Records supplied:

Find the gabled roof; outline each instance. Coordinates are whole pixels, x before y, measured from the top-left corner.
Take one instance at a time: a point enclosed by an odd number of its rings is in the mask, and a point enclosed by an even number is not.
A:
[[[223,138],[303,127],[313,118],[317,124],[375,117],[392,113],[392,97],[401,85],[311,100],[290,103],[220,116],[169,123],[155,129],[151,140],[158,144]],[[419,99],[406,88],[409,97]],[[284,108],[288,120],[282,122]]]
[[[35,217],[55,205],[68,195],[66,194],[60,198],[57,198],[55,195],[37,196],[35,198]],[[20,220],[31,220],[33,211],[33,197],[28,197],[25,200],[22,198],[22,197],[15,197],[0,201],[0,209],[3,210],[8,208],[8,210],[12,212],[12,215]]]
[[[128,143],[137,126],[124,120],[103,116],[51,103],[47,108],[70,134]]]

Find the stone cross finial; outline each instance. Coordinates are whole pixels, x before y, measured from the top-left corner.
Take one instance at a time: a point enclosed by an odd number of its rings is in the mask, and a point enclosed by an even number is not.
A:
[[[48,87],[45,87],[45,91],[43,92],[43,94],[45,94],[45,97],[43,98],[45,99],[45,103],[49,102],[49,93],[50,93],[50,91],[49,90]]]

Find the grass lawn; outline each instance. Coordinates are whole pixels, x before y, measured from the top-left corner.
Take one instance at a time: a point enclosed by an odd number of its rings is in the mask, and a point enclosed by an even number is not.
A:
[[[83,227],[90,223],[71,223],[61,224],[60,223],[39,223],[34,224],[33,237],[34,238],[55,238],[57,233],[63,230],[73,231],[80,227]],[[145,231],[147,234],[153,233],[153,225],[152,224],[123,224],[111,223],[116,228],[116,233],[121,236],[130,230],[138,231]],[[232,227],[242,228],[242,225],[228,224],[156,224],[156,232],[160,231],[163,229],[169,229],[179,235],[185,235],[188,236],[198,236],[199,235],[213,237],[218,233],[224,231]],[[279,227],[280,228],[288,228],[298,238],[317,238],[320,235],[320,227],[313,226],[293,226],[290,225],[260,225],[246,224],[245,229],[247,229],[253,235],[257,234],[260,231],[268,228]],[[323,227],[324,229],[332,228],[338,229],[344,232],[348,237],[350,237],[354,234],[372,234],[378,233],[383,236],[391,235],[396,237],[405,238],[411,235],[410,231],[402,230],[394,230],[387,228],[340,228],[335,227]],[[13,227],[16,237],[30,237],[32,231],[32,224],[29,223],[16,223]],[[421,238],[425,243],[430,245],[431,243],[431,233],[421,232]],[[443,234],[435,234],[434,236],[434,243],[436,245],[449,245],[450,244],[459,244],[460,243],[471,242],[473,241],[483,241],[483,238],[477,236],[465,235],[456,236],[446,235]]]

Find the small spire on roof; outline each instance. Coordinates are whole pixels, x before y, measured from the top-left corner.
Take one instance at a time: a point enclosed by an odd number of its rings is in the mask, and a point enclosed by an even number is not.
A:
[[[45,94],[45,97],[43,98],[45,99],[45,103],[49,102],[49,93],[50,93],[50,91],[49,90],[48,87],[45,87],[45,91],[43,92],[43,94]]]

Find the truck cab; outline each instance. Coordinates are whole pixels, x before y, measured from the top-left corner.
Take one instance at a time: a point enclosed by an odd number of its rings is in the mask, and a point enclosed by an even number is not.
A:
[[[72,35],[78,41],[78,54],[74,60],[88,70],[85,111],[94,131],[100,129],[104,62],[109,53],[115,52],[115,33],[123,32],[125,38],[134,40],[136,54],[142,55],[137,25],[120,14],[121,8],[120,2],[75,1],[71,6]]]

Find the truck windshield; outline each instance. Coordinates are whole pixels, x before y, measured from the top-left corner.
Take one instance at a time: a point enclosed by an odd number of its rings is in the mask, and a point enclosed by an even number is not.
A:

Work to complete:
Return everything from the line containing "Find the truck windshield;" down to the end of the items, reproducing those lines exactly.

Answer in full:
Find the truck windshield; outline each instance. Coordinates are whole pixels, x before y, measured from the top-left corner.
Take one instance at a time: a point enclosed by an odd number of its rings is in the mask, and a point enclosed by an even number is not.
A:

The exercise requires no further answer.